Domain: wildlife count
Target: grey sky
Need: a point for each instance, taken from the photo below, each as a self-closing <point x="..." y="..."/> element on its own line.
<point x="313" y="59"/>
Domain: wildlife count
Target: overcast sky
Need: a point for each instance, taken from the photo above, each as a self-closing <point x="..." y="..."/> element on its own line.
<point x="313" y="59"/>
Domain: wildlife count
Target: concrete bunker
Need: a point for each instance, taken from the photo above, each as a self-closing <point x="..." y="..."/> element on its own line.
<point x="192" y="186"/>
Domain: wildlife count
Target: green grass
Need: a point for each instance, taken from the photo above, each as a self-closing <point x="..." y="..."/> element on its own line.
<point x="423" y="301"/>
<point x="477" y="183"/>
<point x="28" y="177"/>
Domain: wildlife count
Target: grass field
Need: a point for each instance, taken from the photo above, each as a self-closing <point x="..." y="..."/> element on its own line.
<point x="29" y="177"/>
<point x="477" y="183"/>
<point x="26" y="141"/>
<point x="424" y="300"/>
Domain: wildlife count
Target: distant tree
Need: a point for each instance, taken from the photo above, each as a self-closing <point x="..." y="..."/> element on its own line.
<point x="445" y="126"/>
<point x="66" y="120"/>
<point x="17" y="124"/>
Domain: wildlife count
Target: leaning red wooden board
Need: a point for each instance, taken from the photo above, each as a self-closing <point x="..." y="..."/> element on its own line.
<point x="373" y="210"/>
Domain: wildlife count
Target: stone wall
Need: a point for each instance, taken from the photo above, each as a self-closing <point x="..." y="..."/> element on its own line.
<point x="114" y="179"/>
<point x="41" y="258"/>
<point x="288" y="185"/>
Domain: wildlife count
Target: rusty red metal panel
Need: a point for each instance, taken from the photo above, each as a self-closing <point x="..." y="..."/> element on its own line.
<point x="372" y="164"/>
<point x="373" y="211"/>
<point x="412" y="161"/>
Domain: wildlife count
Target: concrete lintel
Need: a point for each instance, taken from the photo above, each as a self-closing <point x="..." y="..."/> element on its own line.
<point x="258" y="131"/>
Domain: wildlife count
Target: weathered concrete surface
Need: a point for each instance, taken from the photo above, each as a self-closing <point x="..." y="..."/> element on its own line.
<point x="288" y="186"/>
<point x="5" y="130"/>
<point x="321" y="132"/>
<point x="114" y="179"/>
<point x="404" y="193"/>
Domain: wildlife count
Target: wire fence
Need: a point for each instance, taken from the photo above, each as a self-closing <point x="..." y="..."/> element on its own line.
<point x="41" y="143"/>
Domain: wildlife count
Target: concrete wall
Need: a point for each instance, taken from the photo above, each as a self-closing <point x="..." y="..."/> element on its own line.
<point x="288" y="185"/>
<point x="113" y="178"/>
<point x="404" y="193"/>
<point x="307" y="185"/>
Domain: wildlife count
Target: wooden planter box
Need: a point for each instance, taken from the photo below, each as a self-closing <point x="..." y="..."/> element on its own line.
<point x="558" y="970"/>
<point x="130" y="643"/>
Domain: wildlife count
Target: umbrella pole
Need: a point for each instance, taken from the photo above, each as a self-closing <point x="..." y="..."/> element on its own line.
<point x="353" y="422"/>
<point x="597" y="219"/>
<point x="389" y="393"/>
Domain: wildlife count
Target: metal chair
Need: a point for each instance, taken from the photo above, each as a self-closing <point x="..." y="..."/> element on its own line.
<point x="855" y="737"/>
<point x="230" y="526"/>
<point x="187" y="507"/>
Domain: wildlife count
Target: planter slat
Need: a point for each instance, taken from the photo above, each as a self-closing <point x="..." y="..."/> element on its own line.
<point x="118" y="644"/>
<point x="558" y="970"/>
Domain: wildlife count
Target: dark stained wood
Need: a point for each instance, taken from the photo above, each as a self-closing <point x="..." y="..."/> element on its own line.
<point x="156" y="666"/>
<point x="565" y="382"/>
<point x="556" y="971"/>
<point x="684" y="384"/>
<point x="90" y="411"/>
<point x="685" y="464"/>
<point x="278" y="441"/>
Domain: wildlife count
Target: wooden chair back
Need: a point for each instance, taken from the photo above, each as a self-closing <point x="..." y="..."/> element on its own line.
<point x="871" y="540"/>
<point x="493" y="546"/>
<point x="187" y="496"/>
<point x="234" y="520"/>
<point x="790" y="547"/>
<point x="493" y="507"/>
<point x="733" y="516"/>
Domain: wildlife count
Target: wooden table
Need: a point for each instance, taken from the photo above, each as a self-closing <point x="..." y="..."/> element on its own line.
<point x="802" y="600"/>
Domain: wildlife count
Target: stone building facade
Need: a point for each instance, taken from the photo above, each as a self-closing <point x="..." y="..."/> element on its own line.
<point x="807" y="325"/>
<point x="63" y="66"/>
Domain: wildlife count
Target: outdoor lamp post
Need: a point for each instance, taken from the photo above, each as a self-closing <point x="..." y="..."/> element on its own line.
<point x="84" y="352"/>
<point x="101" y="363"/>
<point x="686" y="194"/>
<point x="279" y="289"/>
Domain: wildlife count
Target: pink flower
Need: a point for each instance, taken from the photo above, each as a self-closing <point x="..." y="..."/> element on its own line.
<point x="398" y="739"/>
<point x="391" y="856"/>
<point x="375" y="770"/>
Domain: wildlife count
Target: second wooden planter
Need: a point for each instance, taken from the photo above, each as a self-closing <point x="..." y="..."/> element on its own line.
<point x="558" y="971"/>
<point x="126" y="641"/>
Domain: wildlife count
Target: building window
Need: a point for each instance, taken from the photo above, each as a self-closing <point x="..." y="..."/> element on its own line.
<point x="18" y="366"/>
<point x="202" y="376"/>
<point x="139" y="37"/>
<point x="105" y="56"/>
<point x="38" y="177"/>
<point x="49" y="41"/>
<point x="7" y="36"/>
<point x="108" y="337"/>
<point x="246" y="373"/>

> STATED TASK
Each line in the material above must be retyped without alteration.

> WRITTEN SOLUTION
Domain: wildlife count
Target: grey sky
Need: a point for each instance, taken from the photo below, each as a self-closing <point x="..." y="..."/> element on its own line.
<point x="313" y="59"/>
Domain: wildlife count
Target: overcast sky
Need: a point for each instance, taken from the photo above, each as a self-closing <point x="..." y="..."/> element on its own line.
<point x="313" y="59"/>
Domain: wildlife count
Target: concrete bunker
Need: a point for each instance, taken from the photo above, each as a self-closing <point x="..." y="..."/> element on its own line.
<point x="192" y="186"/>
Domain: wildlife count
Target: green grass
Need: a point for each instance, taken from the photo above, each as a self-closing <point x="..." y="..."/> element on its own line.
<point x="423" y="301"/>
<point x="477" y="183"/>
<point x="28" y="177"/>
Domain: wildlife count
Target: grass field
Need: a point for each instance, taken from the photo above, each as a self-closing <point x="..." y="..."/> element on its own line.
<point x="29" y="177"/>
<point x="477" y="183"/>
<point x="26" y="141"/>
<point x="424" y="300"/>
Domain: wildlife count
Target: distant tree
Need: a point for each instance, taken from the photo above, each as a self-closing <point x="..." y="..."/> element on its own line.
<point x="445" y="126"/>
<point x="66" y="120"/>
<point x="17" y="124"/>
Domain: wildlife count
Target: leaning red wooden board
Need: a point for each instance, taken from the photo above, each as a self-closing <point x="..." y="..."/> element on its own line.
<point x="373" y="210"/>
Domain: wildlife count
Target: stone wall
Need: a point for each instance, taken from the photo above, each as a self-closing <point x="..." y="..."/> element on its own line.
<point x="114" y="179"/>
<point x="41" y="258"/>
<point x="288" y="185"/>
Domain: wildlife count
Target: rusty red metal panel
Need: a point for each instance, taken from the photo above, each as a self-closing <point x="..." y="..."/> element on its own line.
<point x="372" y="164"/>
<point x="373" y="211"/>
<point x="412" y="161"/>
Domain: wildlife count
Target: concrete lintel
Need: a point for each instance, taken from the photo above, each as a self-closing <point x="..." y="..."/> element on its own line.
<point x="258" y="131"/>
Domain: wildlife count
Target: weathered concrete surface
Need: a point for each instance, taken from the photo above, each as a self-closing <point x="..." y="..."/> element on its own line.
<point x="288" y="186"/>
<point x="5" y="130"/>
<point x="321" y="132"/>
<point x="114" y="179"/>
<point x="404" y="193"/>
Domain: wildlife count
Target: wire fence
Need: a point for each instance, taken from the photo above, each as a self-closing <point x="..." y="..."/> element on its own line.
<point x="41" y="143"/>
Domain: wildlife count
Target: concrete wall
Need: a point for each instance, taken from the photo above, each as a self-closing <point x="..." y="..."/> element on its own line.
<point x="288" y="185"/>
<point x="113" y="178"/>
<point x="404" y="193"/>
<point x="307" y="185"/>
Domain: wildlife count
Target: wooden planter box
Need: a point for each instance, taken from the photo below, each as a self-closing <point x="..." y="..."/> element on its own line.
<point x="558" y="970"/>
<point x="130" y="643"/>
Domain: wildlife count
Target: umbrella pole
Need: a point for each instance, taken from the photo above, each as a self-closing <point x="..." y="..."/> element on its own line.
<point x="353" y="422"/>
<point x="597" y="219"/>
<point x="389" y="393"/>
Domain: wildlife count
Target: metal chair
Need: a point for each instance, taken from the photo above, each as a self-closing <point x="..." y="..."/> element on its own line.
<point x="855" y="737"/>
<point x="230" y="526"/>
<point x="187" y="507"/>
Domain: wildlife count
Target: planter slat
Need: a point for each instance, taken from the photo above, each as a self-closing <point x="..." y="..."/> element on its own line.
<point x="118" y="644"/>
<point x="558" y="970"/>
Domain: wildlife count
Target: dark stained wood
Need: a point for each instance, taken from the photo above, each as a self-closing <point x="..." y="..."/> element on its own line.
<point x="156" y="666"/>
<point x="565" y="382"/>
<point x="556" y="971"/>
<point x="684" y="384"/>
<point x="90" y="411"/>
<point x="685" y="464"/>
<point x="278" y="441"/>
Domain: wildlife count
Target: wooden chair back
Need: a point for each instance, taken from the photo above, each as a self-closing <point x="..." y="..."/> element on its own line.
<point x="871" y="540"/>
<point x="493" y="546"/>
<point x="187" y="496"/>
<point x="234" y="520"/>
<point x="790" y="547"/>
<point x="493" y="507"/>
<point x="733" y="516"/>
Domain: wildlife count
Target: wooden table
Need: a point for each instance, taken from the photo above, each as a self-closing <point x="..." y="..."/> element on its own line.
<point x="802" y="600"/>
Domain: wildlife count
Target: stone building facade
Need: a point for each instance, taken from the photo above, each as a self-closing <point x="..." y="..."/> element on its own line.
<point x="807" y="325"/>
<point x="63" y="66"/>
Domain: wildlife count
Target: outdoor lamp post
Need: a point for each instance, taken from the photo above, each as a self-closing <point x="..." y="..."/> element on its own line.
<point x="84" y="352"/>
<point x="101" y="363"/>
<point x="686" y="194"/>
<point x="279" y="289"/>
Domain: wildlife count
Target: pink flower
Need: a point for each instance, taken from the photo above, each as a self-closing <point x="..." y="..."/> element on its own line.
<point x="398" y="739"/>
<point x="391" y="856"/>
<point x="375" y="770"/>
Domain: wildlife count
Target: second wooden planter
Need: a point for each instance, taken from the photo above, each as a self-closing <point x="..." y="..."/> element on its own line.
<point x="558" y="971"/>
<point x="126" y="641"/>
Domain: wildlife count
Target: building window
Need: a point for each instance, taken from the photo above, each as a self-closing <point x="..." y="..."/> element on its own line.
<point x="18" y="366"/>
<point x="202" y="376"/>
<point x="139" y="37"/>
<point x="105" y="56"/>
<point x="38" y="177"/>
<point x="49" y="41"/>
<point x="7" y="36"/>
<point x="108" y="337"/>
<point x="246" y="373"/>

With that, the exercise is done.